Please quote every line of the data below word for word.

--- start Record extracts ---

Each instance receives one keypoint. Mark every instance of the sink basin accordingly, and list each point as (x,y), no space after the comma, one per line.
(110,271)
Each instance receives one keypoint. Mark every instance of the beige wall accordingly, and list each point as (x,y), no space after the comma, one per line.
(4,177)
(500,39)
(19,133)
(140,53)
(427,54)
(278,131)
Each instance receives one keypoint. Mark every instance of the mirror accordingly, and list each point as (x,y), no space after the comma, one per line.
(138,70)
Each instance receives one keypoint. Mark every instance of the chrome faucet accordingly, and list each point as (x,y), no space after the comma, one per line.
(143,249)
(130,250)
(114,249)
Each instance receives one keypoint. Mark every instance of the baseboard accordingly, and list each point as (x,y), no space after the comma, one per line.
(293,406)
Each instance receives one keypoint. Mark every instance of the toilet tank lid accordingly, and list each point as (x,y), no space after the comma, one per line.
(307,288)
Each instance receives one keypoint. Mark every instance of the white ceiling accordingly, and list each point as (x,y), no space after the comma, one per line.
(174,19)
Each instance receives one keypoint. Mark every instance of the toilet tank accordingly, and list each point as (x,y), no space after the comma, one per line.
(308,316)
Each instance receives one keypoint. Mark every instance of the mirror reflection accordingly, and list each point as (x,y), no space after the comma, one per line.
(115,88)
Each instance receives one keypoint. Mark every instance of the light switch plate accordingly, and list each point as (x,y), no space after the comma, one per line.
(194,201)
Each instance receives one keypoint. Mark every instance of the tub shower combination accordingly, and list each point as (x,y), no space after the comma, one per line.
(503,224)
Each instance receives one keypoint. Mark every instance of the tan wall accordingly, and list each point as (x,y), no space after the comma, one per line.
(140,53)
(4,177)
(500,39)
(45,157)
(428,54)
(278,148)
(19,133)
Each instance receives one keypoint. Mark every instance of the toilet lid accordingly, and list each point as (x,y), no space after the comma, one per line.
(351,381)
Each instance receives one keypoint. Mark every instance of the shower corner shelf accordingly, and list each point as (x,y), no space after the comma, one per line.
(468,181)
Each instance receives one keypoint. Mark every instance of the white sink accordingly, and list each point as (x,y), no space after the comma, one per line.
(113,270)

--- end Record extracts ---

• **Answer to the problem**:
Each instance receives one keypoint. Mark every instance of the sink basin accordingly, and list each point as (x,y), no space after the comma, one per line.
(110,271)
Each instance receives one keypoint. Mark every instance of the beige wall accordingly, and list each point as (x,y), no space after the comma, one per line.
(4,177)
(500,39)
(19,133)
(140,53)
(427,54)
(278,131)
Each instance receives one keypoint. Mark every instance of the mirror accordingly, and list each point as (x,y), no space after the comma, one per line.
(138,70)
Each instance receives one keypoint. Mark every instance of the chrome faucet accordingly, and list each point as (x,y), no space after the comma, one per line.
(143,249)
(130,250)
(114,249)
Each instance receives one keypoint. Mark every instance of the baseboard accordingly, and list each point as (x,y), no space after the comma, one per line.
(293,406)
Each instance receives one keypoint. Mark every instance of the toilet tank lid accordingly, and list each point as (x,y), no space after the comma, one per line.
(307,288)
Each instance receives one keypoint. Mark every instance of the white ceiling accordingly, and list each point as (x,y), no space after the comma, one per line.
(174,19)
Each instance receives one keypoint. Mark every instance of the toilet tank accordingly, and list each point as (x,y), no space after the comma, one per line.
(308,316)
Each instance receives one keypoint. Mark every instance of the mirror reflection accordingly, and list each point as (x,y), no space after the comma, one per line.
(115,88)
Each instance receives one keypoint. Mark every instance of the light switch plate accordingly, and list each point as (x,y), no space after the comma, one per line.
(194,201)
Each instance receives one keypoint. Mark every instance of the tub shower combination accordingly, and list each point as (x,y), no space after the comma, one per line.
(503,224)
Each instance receives one keypoint. Mark every instance of the tan wall accordingly, and list each point as (x,y), no space after the comma, one per line.
(140,53)
(4,177)
(500,39)
(45,157)
(428,54)
(278,148)
(19,133)
Each instance receives one keypoint. Mark every instance of the toilet lid accordingly, and list each point as (x,y), no space after the comma, one per line.
(351,381)
Each instance receives one keypoint. Mark every instance of the shower corner shelf accordingly, and list each point as (x,y), no space after the comma, one per line.
(468,181)
Each instance receives one keypoint. Mark every instance of the white sink accordingly, and list each point as (x,y), no space after the comma, one per line.
(113,270)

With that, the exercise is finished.